→ **Short problem**
Find the line that contains "sample: [20, 238]." in the entries below. Restate it and every line after it, word for word, with no pictures.

Position identification records:
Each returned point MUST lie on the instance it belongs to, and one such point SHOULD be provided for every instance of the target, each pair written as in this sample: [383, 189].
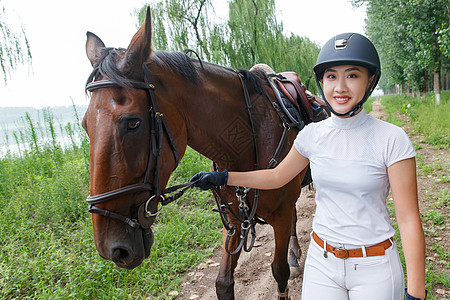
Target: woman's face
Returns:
[344, 86]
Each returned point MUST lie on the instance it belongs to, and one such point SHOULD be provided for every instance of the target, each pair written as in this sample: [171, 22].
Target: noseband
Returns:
[158, 127]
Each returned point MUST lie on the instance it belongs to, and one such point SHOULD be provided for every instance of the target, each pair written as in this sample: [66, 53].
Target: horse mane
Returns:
[177, 62]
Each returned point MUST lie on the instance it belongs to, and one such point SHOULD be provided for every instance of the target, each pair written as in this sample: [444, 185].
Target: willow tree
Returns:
[406, 34]
[14, 46]
[251, 34]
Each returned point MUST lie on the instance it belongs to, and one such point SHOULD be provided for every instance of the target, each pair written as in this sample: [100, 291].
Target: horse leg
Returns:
[280, 266]
[295, 252]
[225, 278]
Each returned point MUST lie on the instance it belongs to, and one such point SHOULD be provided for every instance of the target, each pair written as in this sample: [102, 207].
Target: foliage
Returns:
[251, 34]
[404, 32]
[443, 35]
[47, 248]
[14, 46]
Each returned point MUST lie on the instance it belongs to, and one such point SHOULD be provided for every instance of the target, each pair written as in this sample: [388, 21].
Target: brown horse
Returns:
[145, 108]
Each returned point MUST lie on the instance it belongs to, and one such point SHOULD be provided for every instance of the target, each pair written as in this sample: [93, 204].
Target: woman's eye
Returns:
[133, 124]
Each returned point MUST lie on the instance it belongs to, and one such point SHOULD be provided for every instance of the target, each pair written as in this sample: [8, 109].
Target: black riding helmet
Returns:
[348, 49]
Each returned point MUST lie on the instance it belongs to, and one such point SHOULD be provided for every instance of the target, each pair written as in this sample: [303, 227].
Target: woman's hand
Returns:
[206, 180]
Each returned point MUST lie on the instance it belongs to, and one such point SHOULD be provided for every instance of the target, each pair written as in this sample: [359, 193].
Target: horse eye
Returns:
[133, 124]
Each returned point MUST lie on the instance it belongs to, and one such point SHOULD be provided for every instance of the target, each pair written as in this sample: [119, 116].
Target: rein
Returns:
[158, 127]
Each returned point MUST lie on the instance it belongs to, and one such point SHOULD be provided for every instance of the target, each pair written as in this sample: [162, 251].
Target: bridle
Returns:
[158, 126]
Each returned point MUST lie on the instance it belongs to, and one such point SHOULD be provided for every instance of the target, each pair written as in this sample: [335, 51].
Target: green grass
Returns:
[429, 119]
[47, 247]
[433, 123]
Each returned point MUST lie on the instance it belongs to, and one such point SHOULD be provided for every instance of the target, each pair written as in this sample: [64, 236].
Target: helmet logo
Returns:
[340, 44]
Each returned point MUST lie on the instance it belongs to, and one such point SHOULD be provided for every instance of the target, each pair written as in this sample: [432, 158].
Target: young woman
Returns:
[354, 159]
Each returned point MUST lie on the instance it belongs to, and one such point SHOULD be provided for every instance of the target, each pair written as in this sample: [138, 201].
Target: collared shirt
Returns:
[349, 158]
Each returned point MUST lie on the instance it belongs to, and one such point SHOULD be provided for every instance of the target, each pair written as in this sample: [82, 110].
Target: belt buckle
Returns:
[341, 250]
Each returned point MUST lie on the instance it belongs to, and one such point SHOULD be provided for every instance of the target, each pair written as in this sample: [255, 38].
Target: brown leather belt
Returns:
[374, 250]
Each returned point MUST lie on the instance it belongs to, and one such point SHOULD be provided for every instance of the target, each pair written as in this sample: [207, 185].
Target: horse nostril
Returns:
[120, 254]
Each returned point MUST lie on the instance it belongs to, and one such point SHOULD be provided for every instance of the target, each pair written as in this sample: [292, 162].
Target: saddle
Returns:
[299, 104]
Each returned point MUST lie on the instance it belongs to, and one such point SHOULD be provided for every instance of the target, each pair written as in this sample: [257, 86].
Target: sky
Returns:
[56, 30]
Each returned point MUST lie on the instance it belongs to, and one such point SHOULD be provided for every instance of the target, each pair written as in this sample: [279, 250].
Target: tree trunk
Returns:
[437, 86]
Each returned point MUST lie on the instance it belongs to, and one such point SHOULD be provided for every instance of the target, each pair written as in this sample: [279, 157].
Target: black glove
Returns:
[206, 180]
[409, 297]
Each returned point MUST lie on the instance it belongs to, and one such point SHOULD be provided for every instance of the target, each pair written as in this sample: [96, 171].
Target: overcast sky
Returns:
[56, 30]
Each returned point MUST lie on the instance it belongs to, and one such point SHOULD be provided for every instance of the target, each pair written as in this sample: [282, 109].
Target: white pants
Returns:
[354, 278]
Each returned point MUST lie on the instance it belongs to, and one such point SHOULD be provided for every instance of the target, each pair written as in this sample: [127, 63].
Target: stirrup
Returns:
[285, 294]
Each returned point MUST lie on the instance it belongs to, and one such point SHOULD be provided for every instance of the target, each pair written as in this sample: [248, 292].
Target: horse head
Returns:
[129, 165]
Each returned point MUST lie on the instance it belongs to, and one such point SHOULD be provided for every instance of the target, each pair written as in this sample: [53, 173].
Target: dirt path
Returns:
[253, 276]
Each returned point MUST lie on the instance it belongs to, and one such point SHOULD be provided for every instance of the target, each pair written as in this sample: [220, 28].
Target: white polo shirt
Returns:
[349, 159]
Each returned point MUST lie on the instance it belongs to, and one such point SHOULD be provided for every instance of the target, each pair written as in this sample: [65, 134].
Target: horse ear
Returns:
[93, 46]
[140, 46]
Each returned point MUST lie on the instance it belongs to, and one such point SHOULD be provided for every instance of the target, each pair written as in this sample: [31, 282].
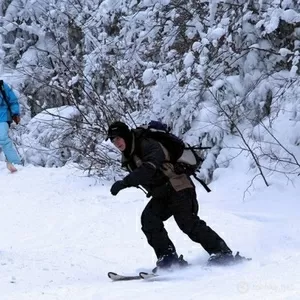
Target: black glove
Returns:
[117, 187]
[16, 119]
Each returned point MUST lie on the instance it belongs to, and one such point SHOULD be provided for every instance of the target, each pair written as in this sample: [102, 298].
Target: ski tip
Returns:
[11, 167]
[111, 274]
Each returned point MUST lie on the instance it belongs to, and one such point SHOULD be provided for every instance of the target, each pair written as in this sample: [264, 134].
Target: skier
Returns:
[172, 195]
[9, 110]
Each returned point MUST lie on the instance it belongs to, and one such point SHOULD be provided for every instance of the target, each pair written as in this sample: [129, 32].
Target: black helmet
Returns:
[118, 129]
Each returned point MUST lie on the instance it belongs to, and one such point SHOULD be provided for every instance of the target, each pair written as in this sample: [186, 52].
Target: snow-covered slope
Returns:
[62, 232]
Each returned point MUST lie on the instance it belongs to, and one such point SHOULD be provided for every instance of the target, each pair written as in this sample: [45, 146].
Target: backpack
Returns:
[3, 94]
[185, 158]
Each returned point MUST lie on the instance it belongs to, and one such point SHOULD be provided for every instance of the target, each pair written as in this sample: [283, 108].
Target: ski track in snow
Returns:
[62, 232]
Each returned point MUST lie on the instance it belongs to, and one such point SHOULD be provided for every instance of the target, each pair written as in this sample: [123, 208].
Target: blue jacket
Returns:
[13, 103]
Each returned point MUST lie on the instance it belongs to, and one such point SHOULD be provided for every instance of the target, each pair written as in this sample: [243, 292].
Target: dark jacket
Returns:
[149, 167]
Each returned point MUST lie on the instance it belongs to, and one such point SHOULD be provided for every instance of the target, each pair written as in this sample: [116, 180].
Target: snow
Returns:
[62, 232]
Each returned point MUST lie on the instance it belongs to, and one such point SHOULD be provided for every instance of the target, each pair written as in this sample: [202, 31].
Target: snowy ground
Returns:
[62, 232]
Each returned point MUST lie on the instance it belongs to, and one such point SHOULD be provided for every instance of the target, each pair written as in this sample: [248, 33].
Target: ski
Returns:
[117, 277]
[145, 275]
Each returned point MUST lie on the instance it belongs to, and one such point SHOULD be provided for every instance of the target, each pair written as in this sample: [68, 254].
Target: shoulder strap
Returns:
[4, 95]
[202, 183]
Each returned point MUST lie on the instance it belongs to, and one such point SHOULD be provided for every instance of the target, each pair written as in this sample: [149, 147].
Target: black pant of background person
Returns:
[184, 207]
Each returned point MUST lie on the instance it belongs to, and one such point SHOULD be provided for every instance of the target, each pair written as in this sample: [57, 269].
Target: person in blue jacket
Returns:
[9, 111]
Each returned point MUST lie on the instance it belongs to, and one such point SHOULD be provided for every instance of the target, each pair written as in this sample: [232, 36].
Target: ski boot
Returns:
[225, 258]
[220, 259]
[168, 261]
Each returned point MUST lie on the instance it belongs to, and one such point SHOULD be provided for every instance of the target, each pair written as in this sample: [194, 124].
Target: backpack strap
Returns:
[202, 183]
[4, 95]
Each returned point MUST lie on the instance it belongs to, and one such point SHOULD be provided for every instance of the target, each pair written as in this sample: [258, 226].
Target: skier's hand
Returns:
[117, 187]
[16, 119]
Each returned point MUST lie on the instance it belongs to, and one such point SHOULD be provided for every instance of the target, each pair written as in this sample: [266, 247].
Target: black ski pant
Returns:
[183, 205]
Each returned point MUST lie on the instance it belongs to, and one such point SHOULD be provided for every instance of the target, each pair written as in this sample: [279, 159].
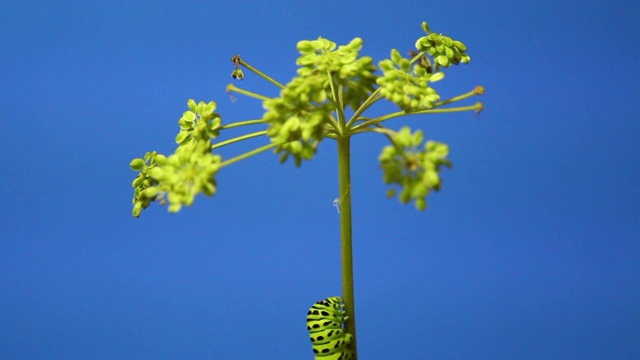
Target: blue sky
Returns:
[530, 251]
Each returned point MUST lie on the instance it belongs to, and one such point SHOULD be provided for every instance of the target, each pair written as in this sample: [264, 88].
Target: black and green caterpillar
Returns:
[328, 338]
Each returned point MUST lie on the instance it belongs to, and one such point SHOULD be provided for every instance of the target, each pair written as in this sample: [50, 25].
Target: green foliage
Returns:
[186, 173]
[407, 85]
[443, 49]
[313, 107]
[416, 170]
[331, 81]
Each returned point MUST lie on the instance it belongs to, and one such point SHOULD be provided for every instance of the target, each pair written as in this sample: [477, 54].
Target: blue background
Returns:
[530, 251]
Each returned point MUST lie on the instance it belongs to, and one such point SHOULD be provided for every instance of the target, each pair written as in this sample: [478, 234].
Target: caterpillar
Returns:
[328, 339]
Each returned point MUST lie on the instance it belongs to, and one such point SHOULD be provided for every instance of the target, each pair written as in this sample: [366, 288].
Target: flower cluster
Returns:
[199, 124]
[321, 58]
[298, 119]
[178, 178]
[407, 85]
[415, 170]
[444, 50]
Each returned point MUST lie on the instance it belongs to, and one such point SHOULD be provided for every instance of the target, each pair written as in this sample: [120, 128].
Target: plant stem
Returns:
[239, 138]
[232, 87]
[261, 74]
[344, 169]
[243, 123]
[248, 154]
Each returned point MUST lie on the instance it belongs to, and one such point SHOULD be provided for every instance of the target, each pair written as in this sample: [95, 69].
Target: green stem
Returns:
[261, 74]
[368, 102]
[243, 123]
[344, 169]
[479, 90]
[365, 125]
[239, 138]
[248, 154]
[232, 87]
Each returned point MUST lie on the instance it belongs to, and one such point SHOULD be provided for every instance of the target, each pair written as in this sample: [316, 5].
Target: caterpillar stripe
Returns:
[328, 339]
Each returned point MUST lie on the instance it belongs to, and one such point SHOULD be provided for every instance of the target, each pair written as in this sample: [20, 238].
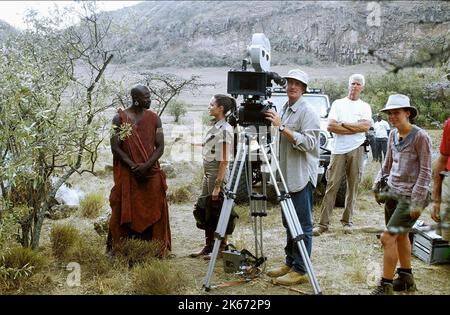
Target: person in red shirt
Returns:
[441, 192]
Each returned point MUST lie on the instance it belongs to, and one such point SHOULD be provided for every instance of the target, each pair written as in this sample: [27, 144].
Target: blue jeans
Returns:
[303, 203]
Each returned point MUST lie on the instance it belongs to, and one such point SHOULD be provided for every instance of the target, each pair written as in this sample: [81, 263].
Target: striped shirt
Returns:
[408, 163]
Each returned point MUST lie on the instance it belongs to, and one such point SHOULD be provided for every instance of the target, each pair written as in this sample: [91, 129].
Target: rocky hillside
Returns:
[202, 33]
[216, 33]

→ **Solution to this exercise**
Each returned point MUST lie on the instance it belongs to, and one such point SHOULD be provided for every instance of the target, each pair written as in this sample: [20, 238].
Target: person in red shirt
Returns:
[441, 192]
Each returned point MUST lie on the instance it belongs to, and one such point SHOULD be provided for every instance of the target, each pair written as in this sample: [27, 144].
Target: blue jeans
Returns:
[303, 203]
Each returned point MUST lie on the instance it belongs to, and one such point SHOULD be provided for every instance of the target, each pair written as in this sample: [81, 263].
Target: striped shirt
Returns:
[408, 163]
Each returned point MUST lie on the instance it belongs to, and one such point SHOULD be provided for every instance of the target, each pair written as in this sample: [91, 129].
Target: rocky hillside
Returns:
[202, 33]
[216, 33]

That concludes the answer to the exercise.